(SELECTED PASSAGE):
_ _ _ _ _
Transforming
Ramat Aviv
PART
I
By Menachem Ziegelboim
The
media recently reported about a Lubavitcher yeshiva student
who was struck by an anti-religious Shinui activist following a
demonstration against the growth of the Chabad movement in the
Ramat Aviv neighborhood * We went to Ramat Aviv and found the
youngest Chabad community in Eretz Yisroel growing and blossoming
under the direction of Rabbi Yosef Ginsberg, along with senior
shaliach Rabbi Dovid Oshaki
The
following notice was printed as a warning by the “Voice of the
Silent Majority” of Ramat Aviv in the face of plans for
domination by Lubavitcher Chassidim of the exclusive Ramat Aviv
neighborhood:
Dear
Residents: Lately we have been witness to a growing number of
religious families and groups buying and renting apartments in the
neighborhood. These apartments are on Borodetzky, Noach, and
Brazil streets. More recently, in addition, there is an apartment
on Berliner St. and one on Frankel St. Experience has taught that
sometimes positive intentions are not mutual. Furthermore, we
think that the neighborhood of Ramat Aviv Alef has been
“poisoned” lately by the religious element, as a potential
springboard for dominating the area. Apparently, attempts by the
religious to have the kollel on the roof of the shul
on Borodetzky St. approved, which failed due to pressure from
neighborhood representatives, and the tefillin stand the
Lubavitchers set up each Friday near the mall, are part of this
goal.
_ _ _ _ _
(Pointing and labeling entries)
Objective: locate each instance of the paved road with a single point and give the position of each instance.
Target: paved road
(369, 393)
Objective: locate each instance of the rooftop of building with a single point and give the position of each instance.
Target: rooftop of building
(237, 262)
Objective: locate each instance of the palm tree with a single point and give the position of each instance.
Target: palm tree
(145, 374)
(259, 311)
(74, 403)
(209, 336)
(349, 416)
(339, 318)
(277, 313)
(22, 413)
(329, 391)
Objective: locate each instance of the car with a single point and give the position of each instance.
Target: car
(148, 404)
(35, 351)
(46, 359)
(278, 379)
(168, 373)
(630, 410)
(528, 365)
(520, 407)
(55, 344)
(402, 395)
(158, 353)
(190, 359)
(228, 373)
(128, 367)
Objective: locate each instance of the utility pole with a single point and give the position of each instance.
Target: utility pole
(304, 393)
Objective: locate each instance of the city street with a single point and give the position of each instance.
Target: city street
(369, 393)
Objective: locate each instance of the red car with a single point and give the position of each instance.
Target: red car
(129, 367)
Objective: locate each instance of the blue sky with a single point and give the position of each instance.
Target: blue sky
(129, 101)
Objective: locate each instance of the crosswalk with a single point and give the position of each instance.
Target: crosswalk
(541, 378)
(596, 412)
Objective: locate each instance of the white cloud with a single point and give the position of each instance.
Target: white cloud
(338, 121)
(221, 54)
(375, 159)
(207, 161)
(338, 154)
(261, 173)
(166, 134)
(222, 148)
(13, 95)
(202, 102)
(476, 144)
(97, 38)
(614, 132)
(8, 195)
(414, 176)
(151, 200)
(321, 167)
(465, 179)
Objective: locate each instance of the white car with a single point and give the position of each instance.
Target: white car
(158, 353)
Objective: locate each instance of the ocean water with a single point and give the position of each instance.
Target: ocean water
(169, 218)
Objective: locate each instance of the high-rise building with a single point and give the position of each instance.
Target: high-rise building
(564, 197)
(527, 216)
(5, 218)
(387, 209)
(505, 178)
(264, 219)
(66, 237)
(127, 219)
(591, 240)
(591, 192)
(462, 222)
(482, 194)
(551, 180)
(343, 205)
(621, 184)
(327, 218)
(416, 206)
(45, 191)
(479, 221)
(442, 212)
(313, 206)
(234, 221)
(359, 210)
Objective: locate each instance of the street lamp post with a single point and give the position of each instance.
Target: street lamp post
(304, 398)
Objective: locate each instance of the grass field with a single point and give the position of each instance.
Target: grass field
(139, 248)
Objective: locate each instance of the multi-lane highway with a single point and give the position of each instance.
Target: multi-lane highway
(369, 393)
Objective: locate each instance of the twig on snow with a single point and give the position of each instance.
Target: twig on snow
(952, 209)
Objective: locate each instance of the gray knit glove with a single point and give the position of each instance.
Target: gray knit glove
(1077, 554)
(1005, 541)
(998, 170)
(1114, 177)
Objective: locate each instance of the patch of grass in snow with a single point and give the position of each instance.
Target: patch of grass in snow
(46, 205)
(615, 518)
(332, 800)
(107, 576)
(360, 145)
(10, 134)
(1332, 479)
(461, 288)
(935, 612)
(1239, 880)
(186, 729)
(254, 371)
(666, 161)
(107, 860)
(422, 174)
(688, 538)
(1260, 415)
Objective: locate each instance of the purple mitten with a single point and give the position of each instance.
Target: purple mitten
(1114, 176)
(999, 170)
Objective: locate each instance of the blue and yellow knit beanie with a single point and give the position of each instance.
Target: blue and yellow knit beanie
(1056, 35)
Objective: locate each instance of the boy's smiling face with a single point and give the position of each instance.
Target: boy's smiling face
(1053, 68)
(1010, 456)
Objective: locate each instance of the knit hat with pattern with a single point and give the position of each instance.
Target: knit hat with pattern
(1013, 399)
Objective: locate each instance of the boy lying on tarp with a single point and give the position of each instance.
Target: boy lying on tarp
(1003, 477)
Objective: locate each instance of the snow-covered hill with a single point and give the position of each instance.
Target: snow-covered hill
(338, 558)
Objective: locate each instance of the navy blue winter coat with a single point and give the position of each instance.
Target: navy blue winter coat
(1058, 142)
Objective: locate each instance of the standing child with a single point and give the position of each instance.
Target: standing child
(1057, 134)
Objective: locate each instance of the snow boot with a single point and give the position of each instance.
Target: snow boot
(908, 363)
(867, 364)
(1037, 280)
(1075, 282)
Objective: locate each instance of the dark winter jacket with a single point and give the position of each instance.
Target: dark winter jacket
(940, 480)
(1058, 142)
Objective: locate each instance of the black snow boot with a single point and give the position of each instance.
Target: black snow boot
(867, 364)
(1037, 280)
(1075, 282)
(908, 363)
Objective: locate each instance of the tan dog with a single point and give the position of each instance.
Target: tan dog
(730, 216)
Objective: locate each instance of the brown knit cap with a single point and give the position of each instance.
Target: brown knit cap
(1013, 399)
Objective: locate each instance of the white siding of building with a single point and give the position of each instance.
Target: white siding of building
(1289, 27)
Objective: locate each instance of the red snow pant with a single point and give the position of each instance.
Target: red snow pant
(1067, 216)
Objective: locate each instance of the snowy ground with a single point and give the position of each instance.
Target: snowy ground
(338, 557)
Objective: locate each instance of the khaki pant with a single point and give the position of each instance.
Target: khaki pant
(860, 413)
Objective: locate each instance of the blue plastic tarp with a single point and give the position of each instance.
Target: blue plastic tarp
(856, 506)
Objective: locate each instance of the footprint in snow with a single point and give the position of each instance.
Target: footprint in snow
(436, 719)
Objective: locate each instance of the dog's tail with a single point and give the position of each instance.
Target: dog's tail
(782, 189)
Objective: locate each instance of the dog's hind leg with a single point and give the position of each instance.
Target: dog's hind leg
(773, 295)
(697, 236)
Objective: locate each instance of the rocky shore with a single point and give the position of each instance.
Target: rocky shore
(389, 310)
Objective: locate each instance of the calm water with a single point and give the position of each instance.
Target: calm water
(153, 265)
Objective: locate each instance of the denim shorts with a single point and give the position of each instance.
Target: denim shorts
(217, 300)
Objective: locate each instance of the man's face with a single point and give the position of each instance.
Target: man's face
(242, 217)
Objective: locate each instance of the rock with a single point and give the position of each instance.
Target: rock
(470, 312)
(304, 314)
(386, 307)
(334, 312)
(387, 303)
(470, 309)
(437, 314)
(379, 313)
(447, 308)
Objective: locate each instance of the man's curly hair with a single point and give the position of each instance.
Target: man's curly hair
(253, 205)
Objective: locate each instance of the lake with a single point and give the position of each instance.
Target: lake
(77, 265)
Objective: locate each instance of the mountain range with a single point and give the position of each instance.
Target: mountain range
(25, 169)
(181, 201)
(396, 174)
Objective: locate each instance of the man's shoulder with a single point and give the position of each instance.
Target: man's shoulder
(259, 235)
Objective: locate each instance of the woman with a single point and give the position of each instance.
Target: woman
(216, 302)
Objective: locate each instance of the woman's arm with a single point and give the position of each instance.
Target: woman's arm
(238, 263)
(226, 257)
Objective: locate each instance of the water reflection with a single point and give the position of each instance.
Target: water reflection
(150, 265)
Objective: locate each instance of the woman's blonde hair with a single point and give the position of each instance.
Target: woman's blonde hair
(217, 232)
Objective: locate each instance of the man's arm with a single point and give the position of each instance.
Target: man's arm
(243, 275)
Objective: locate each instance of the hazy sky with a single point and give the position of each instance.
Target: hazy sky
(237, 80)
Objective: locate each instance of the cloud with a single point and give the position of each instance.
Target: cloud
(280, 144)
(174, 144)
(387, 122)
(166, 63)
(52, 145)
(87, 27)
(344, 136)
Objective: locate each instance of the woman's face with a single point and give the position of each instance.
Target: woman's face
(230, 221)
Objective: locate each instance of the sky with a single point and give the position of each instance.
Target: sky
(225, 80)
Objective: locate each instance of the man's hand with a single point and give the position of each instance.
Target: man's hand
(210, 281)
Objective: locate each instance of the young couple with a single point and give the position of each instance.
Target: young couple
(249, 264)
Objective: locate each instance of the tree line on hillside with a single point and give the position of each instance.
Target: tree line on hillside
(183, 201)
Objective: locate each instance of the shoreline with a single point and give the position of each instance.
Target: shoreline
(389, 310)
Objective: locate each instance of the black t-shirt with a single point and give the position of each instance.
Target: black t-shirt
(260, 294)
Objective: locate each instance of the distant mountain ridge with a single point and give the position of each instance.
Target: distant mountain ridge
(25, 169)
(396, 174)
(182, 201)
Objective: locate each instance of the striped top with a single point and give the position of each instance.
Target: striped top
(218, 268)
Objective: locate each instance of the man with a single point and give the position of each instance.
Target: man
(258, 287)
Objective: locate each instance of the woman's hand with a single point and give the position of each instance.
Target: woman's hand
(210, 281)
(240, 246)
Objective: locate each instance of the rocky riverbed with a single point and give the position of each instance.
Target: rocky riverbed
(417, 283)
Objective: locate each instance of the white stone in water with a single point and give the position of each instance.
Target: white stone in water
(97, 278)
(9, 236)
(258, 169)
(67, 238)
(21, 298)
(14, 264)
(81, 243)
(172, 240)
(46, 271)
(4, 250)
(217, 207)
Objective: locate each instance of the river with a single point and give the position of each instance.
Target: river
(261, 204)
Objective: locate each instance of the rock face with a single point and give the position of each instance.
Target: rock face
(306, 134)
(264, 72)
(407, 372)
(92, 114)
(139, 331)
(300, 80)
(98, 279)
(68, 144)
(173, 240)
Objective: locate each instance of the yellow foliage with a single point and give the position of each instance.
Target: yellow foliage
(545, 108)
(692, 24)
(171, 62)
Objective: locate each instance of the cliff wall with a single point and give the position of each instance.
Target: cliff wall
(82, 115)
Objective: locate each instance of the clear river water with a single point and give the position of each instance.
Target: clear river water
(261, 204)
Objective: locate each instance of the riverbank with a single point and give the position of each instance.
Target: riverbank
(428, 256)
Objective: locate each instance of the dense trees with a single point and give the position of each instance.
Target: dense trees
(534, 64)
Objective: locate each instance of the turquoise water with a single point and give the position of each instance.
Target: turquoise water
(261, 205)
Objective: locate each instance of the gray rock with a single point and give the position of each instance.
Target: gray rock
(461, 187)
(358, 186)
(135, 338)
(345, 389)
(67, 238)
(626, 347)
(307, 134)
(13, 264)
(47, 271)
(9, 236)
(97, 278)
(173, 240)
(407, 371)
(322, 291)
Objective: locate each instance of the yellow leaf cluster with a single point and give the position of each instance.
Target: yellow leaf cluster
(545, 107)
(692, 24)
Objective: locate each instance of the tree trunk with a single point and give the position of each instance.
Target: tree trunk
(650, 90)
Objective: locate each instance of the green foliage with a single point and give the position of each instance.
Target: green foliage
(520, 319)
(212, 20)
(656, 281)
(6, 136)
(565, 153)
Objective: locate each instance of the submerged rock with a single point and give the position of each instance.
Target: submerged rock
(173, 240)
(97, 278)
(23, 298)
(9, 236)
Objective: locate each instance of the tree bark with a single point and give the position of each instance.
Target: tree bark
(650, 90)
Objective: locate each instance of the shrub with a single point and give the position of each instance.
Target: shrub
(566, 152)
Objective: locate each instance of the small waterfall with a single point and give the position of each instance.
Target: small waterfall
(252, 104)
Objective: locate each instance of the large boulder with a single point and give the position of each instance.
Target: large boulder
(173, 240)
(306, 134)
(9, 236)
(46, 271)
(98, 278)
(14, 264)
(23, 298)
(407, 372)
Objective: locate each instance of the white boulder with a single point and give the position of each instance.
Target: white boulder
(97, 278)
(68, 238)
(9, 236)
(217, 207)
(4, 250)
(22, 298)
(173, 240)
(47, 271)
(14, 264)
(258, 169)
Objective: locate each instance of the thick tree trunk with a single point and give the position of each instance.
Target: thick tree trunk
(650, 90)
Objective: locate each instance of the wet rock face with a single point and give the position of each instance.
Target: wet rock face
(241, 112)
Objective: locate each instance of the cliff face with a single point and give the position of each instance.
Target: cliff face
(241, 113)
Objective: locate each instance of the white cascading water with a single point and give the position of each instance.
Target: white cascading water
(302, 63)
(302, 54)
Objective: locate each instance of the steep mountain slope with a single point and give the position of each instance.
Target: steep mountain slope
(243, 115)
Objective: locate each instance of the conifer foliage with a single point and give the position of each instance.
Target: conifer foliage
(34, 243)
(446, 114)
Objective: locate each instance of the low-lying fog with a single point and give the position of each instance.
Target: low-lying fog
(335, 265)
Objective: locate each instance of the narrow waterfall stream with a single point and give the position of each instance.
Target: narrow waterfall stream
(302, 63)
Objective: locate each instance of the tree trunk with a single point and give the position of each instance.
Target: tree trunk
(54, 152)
_ _ _ _ _
(TASKS TO PERFORM):
1. Answer these questions using the Ramat Aviv article:
(a) Under whose direction is the Chabad community in Ramat Aviv growing?
(b) Which three streets does the notice name first as places where religious families were buying and renting apartments?
(c) Why did the attempt to have the kollel on the roof of the shul on Borodetzky St. approved fail?
2. Turn the paragraph of the Ramat Aviv article that begins "Dear Residents: Lately" into a short bulleted list that keeps its main facts.
3. Summarize the Ramat Aviv article in two sentences.

(SOLUTIONS BY TASK):
1.
(a) Rabbi Yosef Ginsberg, along with senior shaliach Rabbi Dovid Oshaki.
(b) Borodetzky, Noach, and Brazil streets.
(c) It failed due to pressure from neighborhood representatives.

2.
- A growing number of religious families and groups have been buying and renting apartments in the neighborhood, on Borodetzky, Noach, and Brazil streets, and more recently on Berliner St. and Frankel St.
- The writers say experience has taught that positive intentions are sometimes not mutual.
- They think Ramat Aviv Alef has been "poisoned" by the religious element as a potential springboard for dominating the area.
- They see two things as part of this goal: the attempt to have a kollel approved on the roof of the shul on Borodetzky St., which failed under pressure from neighborhood representatives, and the tefillin stand the Lubavitchers set up near the mall each Friday.

3. After media reports that an anti-religious Shinui activist struck a Lubavitcher yeshiva student following a demonstration against Chabad's growth in Ramat Aviv, the writer found the youngest Chabad community in Eretz Yisroel growing there under Rabbi Yosef Ginsberg and senior shaliach Rabbi Dovid Oshaki. A notice from the "Voice of the Silent Majority" warned residents that religious families were moving into apartments on several streets and called the failed kollel plan and the Friday tefillin stand near the mall part of an attempt to dominate the area.